WHAT NEEDS TO BE DONE: Give the listing again exactly, omitting its images.

SUPPLIED INFORMATION:

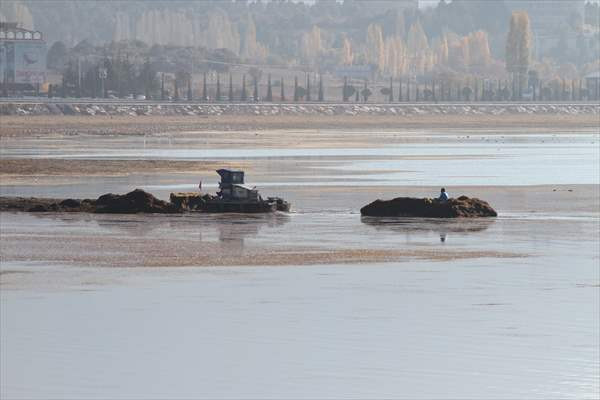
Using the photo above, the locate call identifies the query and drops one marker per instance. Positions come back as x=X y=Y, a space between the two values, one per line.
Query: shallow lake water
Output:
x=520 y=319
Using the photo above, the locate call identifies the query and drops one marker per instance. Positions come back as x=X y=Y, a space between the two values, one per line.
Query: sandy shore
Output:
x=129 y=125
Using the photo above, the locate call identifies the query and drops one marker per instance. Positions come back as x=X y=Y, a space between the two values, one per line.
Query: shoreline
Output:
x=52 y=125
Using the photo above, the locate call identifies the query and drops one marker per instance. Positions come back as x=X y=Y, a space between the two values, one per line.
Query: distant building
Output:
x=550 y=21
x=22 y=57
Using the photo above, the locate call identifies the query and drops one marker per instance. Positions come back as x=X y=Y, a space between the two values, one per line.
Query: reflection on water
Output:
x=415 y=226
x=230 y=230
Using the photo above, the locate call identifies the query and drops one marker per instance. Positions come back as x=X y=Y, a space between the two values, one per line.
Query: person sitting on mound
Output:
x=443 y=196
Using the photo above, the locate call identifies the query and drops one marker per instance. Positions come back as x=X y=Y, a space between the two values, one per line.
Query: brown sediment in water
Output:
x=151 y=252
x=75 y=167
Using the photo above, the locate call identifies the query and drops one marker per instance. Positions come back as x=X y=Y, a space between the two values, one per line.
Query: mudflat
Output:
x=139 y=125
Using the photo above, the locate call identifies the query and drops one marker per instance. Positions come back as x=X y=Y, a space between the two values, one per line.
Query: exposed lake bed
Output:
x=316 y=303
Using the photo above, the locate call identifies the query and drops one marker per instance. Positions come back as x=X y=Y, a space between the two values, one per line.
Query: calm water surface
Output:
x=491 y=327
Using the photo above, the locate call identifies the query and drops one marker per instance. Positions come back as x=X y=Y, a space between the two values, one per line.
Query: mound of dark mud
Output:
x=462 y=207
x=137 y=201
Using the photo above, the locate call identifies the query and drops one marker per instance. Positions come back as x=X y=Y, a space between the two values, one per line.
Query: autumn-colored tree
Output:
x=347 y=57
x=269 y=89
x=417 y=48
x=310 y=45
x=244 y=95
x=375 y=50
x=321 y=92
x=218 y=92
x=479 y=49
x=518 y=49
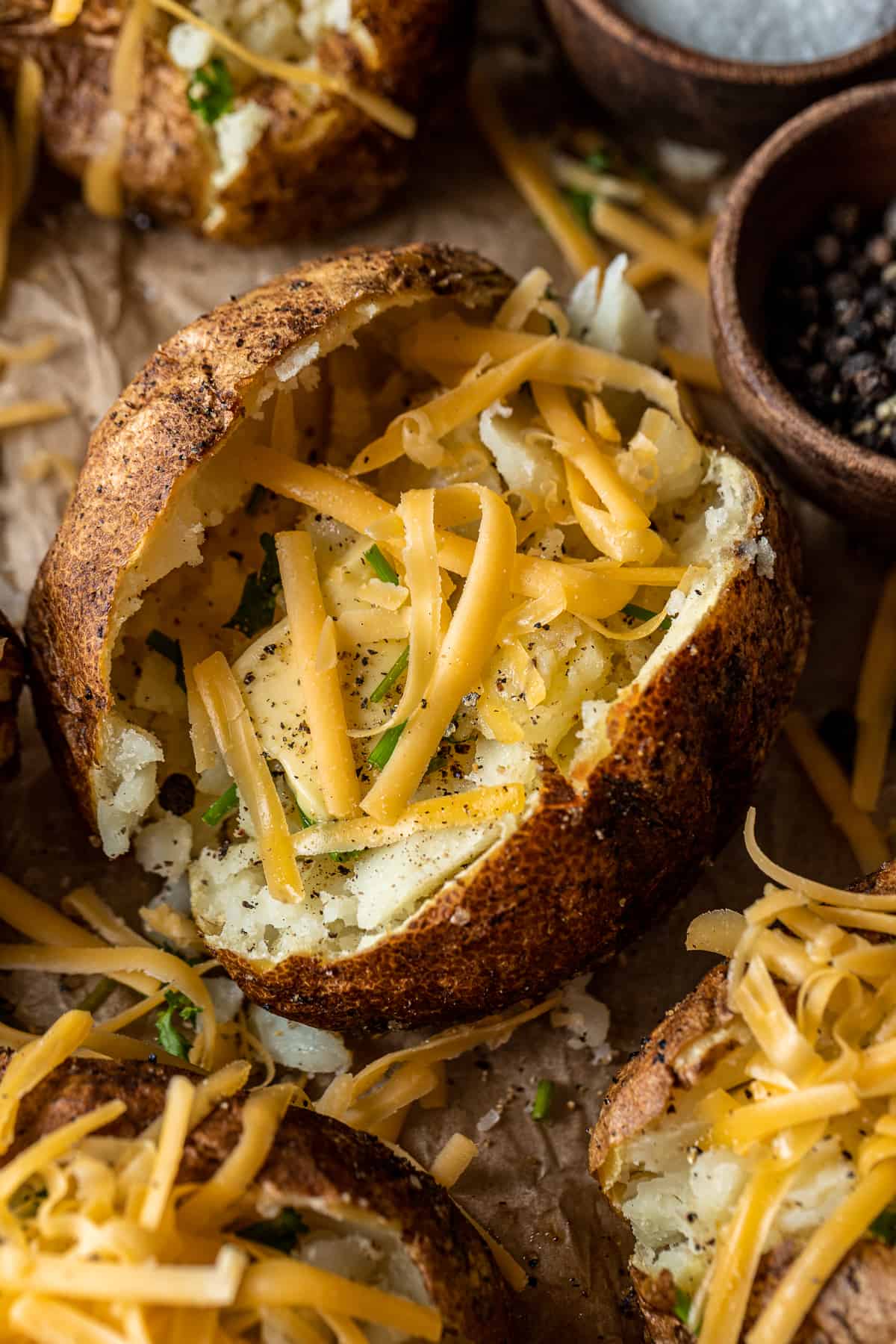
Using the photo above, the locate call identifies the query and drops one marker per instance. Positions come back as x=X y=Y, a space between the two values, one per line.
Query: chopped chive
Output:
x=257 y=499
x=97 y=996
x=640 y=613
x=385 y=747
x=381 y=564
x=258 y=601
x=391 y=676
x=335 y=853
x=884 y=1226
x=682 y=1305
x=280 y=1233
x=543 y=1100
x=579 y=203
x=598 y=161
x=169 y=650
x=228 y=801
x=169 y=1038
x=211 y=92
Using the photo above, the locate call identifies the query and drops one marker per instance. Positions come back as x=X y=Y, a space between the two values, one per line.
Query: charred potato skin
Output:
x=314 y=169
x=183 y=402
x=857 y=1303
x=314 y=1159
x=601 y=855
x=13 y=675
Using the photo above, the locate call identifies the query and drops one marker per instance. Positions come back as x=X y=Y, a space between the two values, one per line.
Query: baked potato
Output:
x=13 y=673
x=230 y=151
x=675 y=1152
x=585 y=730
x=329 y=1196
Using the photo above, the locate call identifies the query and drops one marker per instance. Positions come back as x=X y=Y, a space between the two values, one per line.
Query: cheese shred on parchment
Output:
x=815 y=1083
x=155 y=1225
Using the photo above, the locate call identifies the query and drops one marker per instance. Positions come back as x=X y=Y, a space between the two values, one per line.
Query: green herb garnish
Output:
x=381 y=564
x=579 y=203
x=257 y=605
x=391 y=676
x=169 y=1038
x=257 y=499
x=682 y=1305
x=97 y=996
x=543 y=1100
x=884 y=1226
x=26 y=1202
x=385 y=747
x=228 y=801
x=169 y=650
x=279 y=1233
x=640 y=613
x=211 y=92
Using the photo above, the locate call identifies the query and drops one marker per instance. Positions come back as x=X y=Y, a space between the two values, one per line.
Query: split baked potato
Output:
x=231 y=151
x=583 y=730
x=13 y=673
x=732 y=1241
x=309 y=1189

THE OUTPUT:
Using the photo above, the locate call identifies the query and drops one marker per instance. Positions come back as x=X y=Y, a space between the two values, one per line.
Query: shallow lake water
Output:
x=520 y=319
Using the photo above, the locate call identifies the query and drops one marker per instance. Positions come back as x=X y=Y, a space between the two values, one per line.
Query: sandy shore
Output:
x=129 y=125
Using the photo above, the locate call identifies the query and drops one marker per instance. Positions come back as x=X y=Y, a space between the two values, one per line.
Query: shoreline
Output:
x=52 y=125
Using the photo above, the locate call identifies the query and drops one marker per instance. Positions come back as x=X y=Y, a space between the two values, one per line.
Query: distant building
Output:
x=550 y=21
x=22 y=57
Using the photo above, the locate call identifies the query and drops one marker per instance. Positions come back as x=X y=Y, a space between the two values, one per line.
Query: reflection on water
Output:
x=415 y=226
x=230 y=230
Using the photo above, the locate call identifies the query and drops one marker per instance. Positions come back as x=X y=Y, a space between the two values, one per line.
Query: person sitting on mound
Output:
x=443 y=196
Using the photo above, the locate call identifies the query and drops one marker per instance. Positions come back as x=X y=Y, a space between the two values, one per line.
Query: brown sediment in water
Output:
x=151 y=252
x=75 y=167
Using the photo above, the locate call identifies the query and drops one marker per instance. Positions come back as x=X y=Y, a space between the two values, one per line.
Query: mudflat
Output:
x=139 y=125
Using the photo above, the locate call identifies the query and drops one marker per instance. Positions come back as x=X y=Y, a space between the two values, one per line.
Query: exposed lake bed
Output:
x=316 y=303
Using the photo above, the locate call identifies the query and drops one marker per instance. Positions come back as x=X y=Y, a space between the two values, one per line.
Query: calm water surface
Output:
x=491 y=327
Using the photo above, the locate call identifies the query and drops one marker per instance. Positions come back as x=X y=Y, a space between the two values, one per line.
Query: mound of dark mud
Output:
x=462 y=207
x=137 y=201
Using the photo above, the locate call identifies the query and drops one marker per instance. Positions come back as x=X y=Y, a space between the two values, one per line.
Query: autumn-colored tree
Output:
x=347 y=57
x=269 y=89
x=417 y=48
x=310 y=45
x=244 y=95
x=375 y=50
x=321 y=92
x=218 y=92
x=479 y=49
x=518 y=49
Using the photo above, the locate call identifies the query and drops one marker per instance. Positions come back as x=X y=Y, a space between the two values, one per line.
Query: chopped chive
Output:
x=257 y=499
x=97 y=996
x=640 y=613
x=385 y=747
x=381 y=564
x=258 y=601
x=391 y=676
x=335 y=853
x=884 y=1226
x=682 y=1305
x=280 y=1233
x=543 y=1100
x=579 y=203
x=598 y=161
x=169 y=650
x=228 y=801
x=169 y=1038
x=211 y=92
Using the photo above, the locate call identifies the query and drops one marker per instance. Positions come back as x=X y=Y, a space between the two values, one per line.
Query: charred potato skin
Output:
x=314 y=169
x=183 y=402
x=857 y=1303
x=314 y=1159
x=601 y=855
x=13 y=675
Using the photo above, the locate call identifies the query and drops one marker per instance. Positions come back as x=X y=Y, a space between the two values, one per line.
Query: baked potato
Output:
x=13 y=673
x=230 y=151
x=675 y=1152
x=585 y=730
x=329 y=1196
Using the photo above, the locate call identifies the query and drops one marker per instance. Positions come back as x=X y=Y, a space between the two values, one per line.
Query: cheese shred on parchment
Output:
x=815 y=1083
x=155 y=1225
Using the photo above, the locate call identifies the query and drops one marker per instance. Positions come back as x=X y=Y, a space between the two values, one per line.
Query: green herb garnish
Output:
x=381 y=564
x=579 y=203
x=257 y=605
x=391 y=676
x=169 y=1038
x=257 y=499
x=682 y=1305
x=97 y=996
x=543 y=1100
x=884 y=1226
x=26 y=1202
x=385 y=747
x=228 y=801
x=169 y=650
x=279 y=1233
x=640 y=613
x=211 y=92
Using the photo above, the locate call identifies the query and drops one marker per instance. Positions come back as x=X y=Y, a space between the two values, one per line.
Query: split baked potato
Output:
x=231 y=151
x=583 y=730
x=13 y=673
x=732 y=1241
x=309 y=1189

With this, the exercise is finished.